### Exercise goal
Write the listing out again, all of it, word for word.

### Records for this exercise

::::

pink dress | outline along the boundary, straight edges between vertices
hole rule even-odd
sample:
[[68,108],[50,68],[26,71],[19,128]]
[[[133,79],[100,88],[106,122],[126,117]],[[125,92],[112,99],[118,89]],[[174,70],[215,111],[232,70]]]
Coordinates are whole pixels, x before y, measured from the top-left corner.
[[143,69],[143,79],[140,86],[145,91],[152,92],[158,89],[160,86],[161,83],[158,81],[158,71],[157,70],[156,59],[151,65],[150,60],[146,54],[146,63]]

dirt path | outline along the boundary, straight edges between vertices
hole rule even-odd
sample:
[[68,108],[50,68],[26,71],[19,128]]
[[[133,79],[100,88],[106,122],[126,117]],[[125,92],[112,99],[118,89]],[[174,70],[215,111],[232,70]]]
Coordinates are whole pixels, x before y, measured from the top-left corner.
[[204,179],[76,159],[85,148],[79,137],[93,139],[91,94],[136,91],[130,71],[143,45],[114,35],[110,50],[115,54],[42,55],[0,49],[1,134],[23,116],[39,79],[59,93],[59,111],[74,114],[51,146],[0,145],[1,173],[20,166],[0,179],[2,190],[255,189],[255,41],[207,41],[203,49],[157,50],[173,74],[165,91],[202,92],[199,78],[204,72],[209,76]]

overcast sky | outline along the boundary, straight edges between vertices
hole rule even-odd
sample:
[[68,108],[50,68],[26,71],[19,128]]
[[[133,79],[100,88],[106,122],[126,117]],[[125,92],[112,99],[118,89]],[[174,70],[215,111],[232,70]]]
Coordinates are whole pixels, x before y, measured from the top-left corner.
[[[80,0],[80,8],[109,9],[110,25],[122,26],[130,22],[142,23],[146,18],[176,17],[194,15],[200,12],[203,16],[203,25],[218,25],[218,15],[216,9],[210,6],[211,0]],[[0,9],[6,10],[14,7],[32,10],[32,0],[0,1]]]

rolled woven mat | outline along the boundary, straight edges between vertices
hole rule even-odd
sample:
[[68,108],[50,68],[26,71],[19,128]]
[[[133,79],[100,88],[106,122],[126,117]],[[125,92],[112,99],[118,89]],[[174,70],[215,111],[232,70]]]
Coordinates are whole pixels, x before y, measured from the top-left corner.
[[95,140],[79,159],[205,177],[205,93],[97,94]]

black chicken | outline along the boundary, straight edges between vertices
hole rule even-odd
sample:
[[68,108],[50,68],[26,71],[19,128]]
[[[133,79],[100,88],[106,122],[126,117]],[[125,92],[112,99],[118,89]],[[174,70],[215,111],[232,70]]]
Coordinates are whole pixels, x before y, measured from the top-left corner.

::::

### Task answer
pink dress | outline along the boundary, straight edges between vertices
hole rule even-odd
sample:
[[68,108],[50,68],[26,71],[19,128]]
[[[133,79],[100,88],[106,122],[126,117]],[[125,92],[112,99],[118,89]],[[174,70],[215,111],[232,70]]]
Coordinates are whole pixels, x before y, measured from the top-left corner.
[[143,69],[143,79],[140,86],[145,91],[152,92],[158,89],[160,86],[161,83],[158,81],[158,71],[157,70],[156,59],[151,65],[150,60],[146,54],[146,63]]

dirt path | outline along the boundary, straight edges between vertices
hole rule even-odd
sample:
[[68,108],[50,68],[26,71],[19,128]]
[[[133,79],[100,88],[106,122],[126,117]],[[125,92],[112,99],[118,89]],[[174,70],[215,111],[232,70]]]
Coordinates are whole pixels, x before y, measured from the top-left corner.
[[204,179],[76,159],[85,148],[79,137],[93,139],[91,94],[136,91],[130,71],[143,45],[114,35],[110,50],[115,54],[42,55],[0,49],[1,134],[23,116],[39,79],[59,93],[59,111],[74,114],[51,146],[0,145],[1,173],[20,166],[0,179],[2,190],[255,189],[255,41],[207,41],[203,49],[157,50],[173,74],[165,91],[202,92],[199,78],[204,72],[209,76]]

overcast sky | outline along the boundary, straight edges between vertices
hole rule even-odd
sample:
[[68,108],[50,68],[26,71],[19,128]]
[[[133,79],[100,88],[106,122],[126,117]],[[125,92],[112,99],[118,89]],[[174,70],[215,111],[232,70]]]
Coordinates are whole pixels, x before y, measured from the top-left corner.
[[[80,0],[80,8],[109,9],[110,25],[122,26],[130,22],[142,23],[146,18],[176,17],[194,15],[200,12],[203,16],[203,25],[218,25],[218,15],[216,9],[210,6],[211,0]],[[0,9],[6,10],[14,7],[32,10],[32,0],[0,1]]]

rolled woven mat | outline along the boundary, straight edges between vertices
hole rule even-odd
sample:
[[68,108],[50,68],[26,71],[19,128]]
[[[133,79],[100,88],[106,122],[126,117]],[[125,92],[112,99],[118,89]],[[174,70],[215,111],[232,70]]]
Coordinates are whole pixels, x before y, measured from the top-left corner.
[[95,140],[79,159],[205,177],[205,93],[97,94]]

black chicken | outline along the boundary, straight edges between vertices
hole rule even-odd
sample:
[[68,108],[50,68],[26,71],[19,128]]
[[[133,79],[100,88],[106,122],[126,117]],[[125,92],[112,99],[118,89]],[[174,70],[215,111],[232,70]]]
Coordinates are whole pixels, x before y, measured from the top-left corner.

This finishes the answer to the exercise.